--- START OF EXCERPTED DATA ---

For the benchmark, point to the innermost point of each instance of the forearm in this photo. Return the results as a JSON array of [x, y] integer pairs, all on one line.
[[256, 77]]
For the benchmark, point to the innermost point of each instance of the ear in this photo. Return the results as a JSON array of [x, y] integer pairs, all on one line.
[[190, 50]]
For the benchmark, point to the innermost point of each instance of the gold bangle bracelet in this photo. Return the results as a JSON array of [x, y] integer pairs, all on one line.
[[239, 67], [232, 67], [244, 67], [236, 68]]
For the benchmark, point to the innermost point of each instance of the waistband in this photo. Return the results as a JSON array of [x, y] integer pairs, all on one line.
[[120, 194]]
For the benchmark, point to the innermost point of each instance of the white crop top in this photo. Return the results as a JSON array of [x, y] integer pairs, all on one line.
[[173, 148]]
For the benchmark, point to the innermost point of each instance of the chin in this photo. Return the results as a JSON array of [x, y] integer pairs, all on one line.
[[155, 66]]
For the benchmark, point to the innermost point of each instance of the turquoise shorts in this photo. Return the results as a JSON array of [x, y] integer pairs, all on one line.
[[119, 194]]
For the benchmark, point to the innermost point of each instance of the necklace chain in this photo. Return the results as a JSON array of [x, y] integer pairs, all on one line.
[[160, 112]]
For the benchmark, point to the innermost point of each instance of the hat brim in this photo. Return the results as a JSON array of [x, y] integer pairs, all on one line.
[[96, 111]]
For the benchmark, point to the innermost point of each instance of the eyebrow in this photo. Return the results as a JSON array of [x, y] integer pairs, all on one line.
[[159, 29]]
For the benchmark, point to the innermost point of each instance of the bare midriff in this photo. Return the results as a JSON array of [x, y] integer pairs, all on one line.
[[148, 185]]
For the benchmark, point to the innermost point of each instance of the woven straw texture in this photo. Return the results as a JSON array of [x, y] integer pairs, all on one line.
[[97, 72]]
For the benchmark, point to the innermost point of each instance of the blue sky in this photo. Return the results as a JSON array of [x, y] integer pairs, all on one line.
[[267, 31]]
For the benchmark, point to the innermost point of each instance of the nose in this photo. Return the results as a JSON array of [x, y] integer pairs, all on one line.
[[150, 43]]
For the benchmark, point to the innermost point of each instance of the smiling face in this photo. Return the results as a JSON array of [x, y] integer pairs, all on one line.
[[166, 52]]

--- END OF EXCERPTED DATA ---

Reproduce all of the records above, changing "innermost point" to "central point" everywhere it occurs and leaving everything else as it stands.

- FINISHED EXERCISE
For the benchmark, point to the central point of each instance of the forearm in this photo. Return the results as a JSON array of [x, y] integer pairs, all on one line.
[[256, 77]]
For the benchmark, point to the central point of each instance of the ear in this photo. Return the results as a JSON array of [x, y] integer pairs, all on one line.
[[190, 50]]
For the benchmark, point to the central point of each instance of the gold bangle bracelet in this photo. Return the results as a JSON array of [x, y] integer pairs, all on one line.
[[239, 67], [232, 67], [244, 67], [236, 68]]
For the benchmark, point to the central point of each instance of the waistband in this photo. Return the results as a JSON array of [x, y] integer pairs, all on one line.
[[120, 194]]
For the benchmark, point to the central point of each instance of the white crop top in this photo. Return the results as a JSON array of [x, y] integer pairs, all on one line.
[[173, 148]]
For the benchmark, point to the central point of each instance of the chin in this photo. Return the results as a JSON array of [x, y] integer pairs, all on one line.
[[155, 66]]
For the benchmark, point to the central point of each instance of the turquoise shorts in this photo. Return the results as a JSON array of [x, y] integer pairs, all on one line.
[[119, 194]]
For the benchmark, point to the central point of each instance of the necklace chain in this photo. Return the results as a JSON array of [x, y] integer pairs, all on one line.
[[160, 112]]
For the benchmark, point to the central point of each instance of the hat brim in this photo. Return the results as a JSON array of [x, y] integer pairs, all on one line.
[[96, 111]]
For the benchmark, point to the central point of each instance of the eyebrow in this photo. Return the results as a JSON array of [x, y] integer pairs, all on one line.
[[159, 29]]
For the benchmark, point to the central point of each instance of the bare midriff in this photo. Return the results as a JSON array of [x, y] integer pairs, all on one line.
[[148, 185]]
For the benchmark, point to the central point of each instance of the woven straw texture in this photo. Return the results as a JSON array of [x, y] integer pairs, all on one line.
[[97, 72]]
For the benchmark, point to the central point of each instance of the blue sky in this photo. Return the results as a JSON array of [x, y] integer pairs, all on one line.
[[267, 31]]
For the benchmark, point to the central point of each instance of the nose in this photo. Return the results as a JSON array of [x, y] integer pairs, all on one line.
[[150, 43]]
For the benchmark, point to the central point of each instance of the smiling face in this photo. Return the results as a JSON array of [x, y] integer pairs, all on one line.
[[166, 52]]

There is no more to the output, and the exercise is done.